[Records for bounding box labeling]
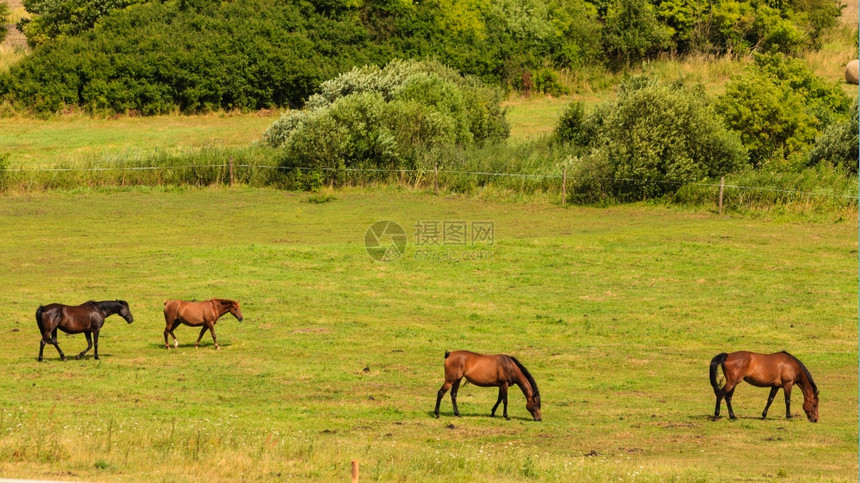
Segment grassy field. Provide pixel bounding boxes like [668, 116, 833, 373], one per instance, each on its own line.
[0, 189, 858, 481]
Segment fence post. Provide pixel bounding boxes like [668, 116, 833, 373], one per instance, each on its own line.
[561, 167, 567, 206]
[719, 176, 726, 215]
[230, 156, 234, 188]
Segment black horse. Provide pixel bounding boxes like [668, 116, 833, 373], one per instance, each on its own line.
[36, 300, 134, 361]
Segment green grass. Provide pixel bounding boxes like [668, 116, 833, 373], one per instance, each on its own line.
[0, 188, 858, 481]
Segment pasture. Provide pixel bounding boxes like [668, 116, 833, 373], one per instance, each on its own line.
[0, 188, 858, 481]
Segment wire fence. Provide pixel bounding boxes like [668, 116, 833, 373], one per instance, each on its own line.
[0, 162, 860, 201]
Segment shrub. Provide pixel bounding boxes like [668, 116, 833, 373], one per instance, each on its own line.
[263, 61, 509, 174]
[556, 77, 746, 200]
[0, 0, 379, 114]
[21, 0, 145, 46]
[602, 0, 672, 67]
[0, 2, 10, 42]
[717, 55, 849, 167]
[808, 102, 860, 174]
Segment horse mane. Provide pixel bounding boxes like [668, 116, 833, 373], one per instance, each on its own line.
[782, 351, 818, 396]
[508, 356, 540, 397]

> [PROBLEM STATEMENT] Write out every line of the records above word for word, leaving out the pictures.

> [ANSWER IN FULL]
Segment grassy field. Provide pixel bounding boxes like [668, 116, 833, 373], one per instance, each on its own line.
[0, 189, 858, 481]
Segment fence post. Provide pixel bounding boxes like [668, 116, 833, 373], one per instance, each on its own line.
[561, 167, 567, 206]
[719, 176, 726, 215]
[230, 156, 234, 188]
Segment black horse. Provide pixel bounding boxes like [668, 116, 833, 373], one per instance, each on its own line.
[36, 300, 134, 361]
Segment green grass. Provide pixel bounding boxes like [668, 116, 833, 373], one per instance, each on its own line.
[0, 188, 858, 481]
Segment pasture. Provide pixel bounding boxes like [668, 116, 833, 373], one per instance, each on its own line.
[0, 188, 858, 481]
Segment wire fence. Provide pixel bounding boxes like [668, 116, 833, 373], one per instance, each on its own line.
[0, 162, 860, 201]
Segment shrub. Provide pixel bounding boxes like [668, 116, 833, 373], one per instance, each on its own line.
[263, 61, 509, 174]
[556, 77, 746, 200]
[0, 0, 379, 114]
[21, 0, 145, 46]
[602, 0, 672, 67]
[0, 2, 10, 42]
[717, 55, 849, 167]
[808, 102, 860, 174]
Segment horse mane. Provide pixel bounding boxes like [668, 116, 833, 373], one per instance, each on its own line.
[782, 351, 818, 396]
[508, 356, 540, 397]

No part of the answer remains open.